(Recorded data)
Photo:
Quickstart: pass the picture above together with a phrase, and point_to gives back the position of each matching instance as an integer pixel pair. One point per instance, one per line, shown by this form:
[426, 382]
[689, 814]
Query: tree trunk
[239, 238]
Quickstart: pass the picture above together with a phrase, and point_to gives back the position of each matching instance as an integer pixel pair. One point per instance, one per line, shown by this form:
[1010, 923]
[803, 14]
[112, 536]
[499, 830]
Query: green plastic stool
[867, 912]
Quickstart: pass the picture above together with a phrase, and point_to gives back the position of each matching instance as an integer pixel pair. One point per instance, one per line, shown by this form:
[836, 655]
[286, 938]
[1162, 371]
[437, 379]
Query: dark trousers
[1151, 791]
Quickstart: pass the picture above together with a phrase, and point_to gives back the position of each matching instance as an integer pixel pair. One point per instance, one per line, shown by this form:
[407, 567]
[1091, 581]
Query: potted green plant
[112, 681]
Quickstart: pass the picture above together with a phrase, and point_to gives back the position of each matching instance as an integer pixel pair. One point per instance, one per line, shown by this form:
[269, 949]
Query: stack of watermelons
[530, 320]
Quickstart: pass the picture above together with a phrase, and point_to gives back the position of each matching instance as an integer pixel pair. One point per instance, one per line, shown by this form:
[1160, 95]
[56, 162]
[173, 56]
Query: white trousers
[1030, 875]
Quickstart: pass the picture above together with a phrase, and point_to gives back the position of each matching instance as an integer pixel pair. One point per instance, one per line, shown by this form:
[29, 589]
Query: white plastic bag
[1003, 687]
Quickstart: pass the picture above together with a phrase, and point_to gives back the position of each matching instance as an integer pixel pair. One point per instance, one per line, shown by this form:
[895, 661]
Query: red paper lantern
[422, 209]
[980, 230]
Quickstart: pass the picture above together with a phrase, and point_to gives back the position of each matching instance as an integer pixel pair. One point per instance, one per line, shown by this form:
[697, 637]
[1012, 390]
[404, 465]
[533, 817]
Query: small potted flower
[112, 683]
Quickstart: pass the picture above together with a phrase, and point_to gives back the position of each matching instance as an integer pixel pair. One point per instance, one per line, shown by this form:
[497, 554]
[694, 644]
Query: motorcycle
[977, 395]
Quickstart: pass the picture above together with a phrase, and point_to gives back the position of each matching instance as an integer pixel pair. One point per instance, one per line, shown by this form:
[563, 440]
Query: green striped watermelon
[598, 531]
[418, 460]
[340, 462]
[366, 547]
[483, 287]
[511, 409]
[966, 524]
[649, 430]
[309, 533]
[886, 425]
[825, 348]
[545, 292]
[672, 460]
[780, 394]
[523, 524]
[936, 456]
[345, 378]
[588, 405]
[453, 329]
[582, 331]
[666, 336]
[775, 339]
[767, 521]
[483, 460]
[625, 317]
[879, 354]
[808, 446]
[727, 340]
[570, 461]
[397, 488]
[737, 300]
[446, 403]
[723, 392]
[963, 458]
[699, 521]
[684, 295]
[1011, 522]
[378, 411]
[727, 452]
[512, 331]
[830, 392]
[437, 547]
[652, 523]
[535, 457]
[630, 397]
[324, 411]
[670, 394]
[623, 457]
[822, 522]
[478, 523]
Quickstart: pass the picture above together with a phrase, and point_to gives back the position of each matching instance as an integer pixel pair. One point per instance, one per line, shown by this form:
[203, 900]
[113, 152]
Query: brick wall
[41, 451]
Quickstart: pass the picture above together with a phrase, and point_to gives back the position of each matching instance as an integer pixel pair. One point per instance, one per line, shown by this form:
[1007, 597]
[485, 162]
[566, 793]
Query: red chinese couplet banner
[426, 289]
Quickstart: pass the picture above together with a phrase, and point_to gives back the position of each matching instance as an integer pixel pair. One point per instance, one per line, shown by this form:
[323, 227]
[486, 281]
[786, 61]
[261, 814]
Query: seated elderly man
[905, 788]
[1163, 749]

### TASK INSTRUCTIONS
Without changing a word, restate the whole listing.

### FULL OUTPUT
Photo:
Quickstart: pass the picture above together with a phrase, and point_to gives back the position of each matching instance as an integer pixel pair. One point per instance, one per line, shown by this form:
[426, 382]
[689, 814]
Query: tree trunk
[239, 238]
Quickstart: pass the picture above together with a phrase, and point_to gives back the position of each matching instance as an integer pixel pair. One point per instance, one per line, shown by this form:
[1010, 923]
[803, 14]
[112, 536]
[499, 830]
Query: green plastic stool
[867, 912]
Quickstart: pass the picture above together with a phrase, and point_to gives back the position of each matching instance as an integer pixel pair. One point per instance, one per line, shown by this form:
[836, 655]
[286, 938]
[1162, 371]
[437, 379]
Query: dark trousers
[1151, 791]
Quickstart: pass the picture above together with a phrase, and point_to gives back the position of each matching instance as an integer pixel pair. One point per instance, one per line, shown by this form:
[407, 567]
[1091, 581]
Query: potted green plant
[112, 681]
Quickstart: pass the picture above together with a phrase, and point_to gives back the position of each matching instance as an integer pixel pair. One point per instance, one per line, shown by this form:
[269, 949]
Query: stack of watermelons
[530, 320]
Quickstart: pass the picture above together with a phrase, and point_to gives back the position of each matching instance as an integer pixel pair. One point per instance, one per line, shown by this form:
[1160, 95]
[56, 162]
[173, 56]
Query: white trousers
[1030, 875]
Quickstart: pass the picture above together with a phrase, and point_to gives back the position of each matching instance as an integer pixel pair. One point per instance, one per line, shown by this form:
[29, 589]
Query: white plastic bag
[1003, 687]
Quickstart: pass the picture above together with a phrase, and point_to gives back the position of each matching instance as an integer pixel pair. One point per instance, one per line, shown by this form:
[895, 661]
Query: red paper lantern
[422, 209]
[980, 230]
Quickstart: pass the picture above together with a phrase, and point_to gives back the position of each matching instance as an integer pixel pair. One point per instance, one per line, shown by this form:
[697, 637]
[1012, 390]
[404, 465]
[533, 817]
Query: small potted flower
[112, 683]
Quickstart: pass the picture above together with a phrase, and point_to gives back the position of each matching instance as an integer pixel pair. One point per instance, one per line, shown by this form:
[497, 554]
[694, 644]
Query: motorcycle
[977, 395]
Quickstart: pass the picture above together with a phrase, and point_to gives back the position of each matching instance as an integer pixel pair. One point per instance, one per line, shown by this form:
[563, 440]
Query: green striped watermelon
[598, 531]
[418, 460]
[340, 462]
[366, 547]
[483, 287]
[511, 409]
[966, 524]
[649, 430]
[309, 533]
[886, 425]
[825, 348]
[545, 292]
[672, 460]
[780, 394]
[523, 524]
[936, 456]
[345, 378]
[588, 405]
[453, 329]
[582, 331]
[666, 336]
[775, 339]
[767, 521]
[483, 460]
[625, 317]
[879, 354]
[808, 446]
[727, 340]
[570, 461]
[397, 488]
[737, 300]
[446, 403]
[723, 392]
[963, 458]
[699, 521]
[684, 295]
[1011, 522]
[378, 411]
[727, 452]
[512, 331]
[830, 392]
[437, 547]
[652, 523]
[535, 457]
[630, 397]
[324, 411]
[670, 394]
[623, 457]
[822, 522]
[478, 523]
Quickstart: pass the picture above together with a phrase, and point_to gives back the position of each matching instance as an integer pixel pair. One point per instance, one per line, shown by this form:
[203, 900]
[113, 152]
Query: brick wall
[41, 451]
Quickstart: pass the picture above together with a phrase, and point_to gives back the position of each matching instance as an integer pixel pair. One point per instance, one per line, shown by this form:
[1007, 597]
[485, 162]
[566, 793]
Query: red chinese couplet banner
[426, 289]
Quickstart: pass the picture above together with a phrase, and point_to gives back the position of each matching instance as an integer pixel pair. One point per instance, one per line, shown by this form:
[323, 227]
[486, 281]
[786, 61]
[261, 814]
Query: seated elderly man
[905, 788]
[1163, 749]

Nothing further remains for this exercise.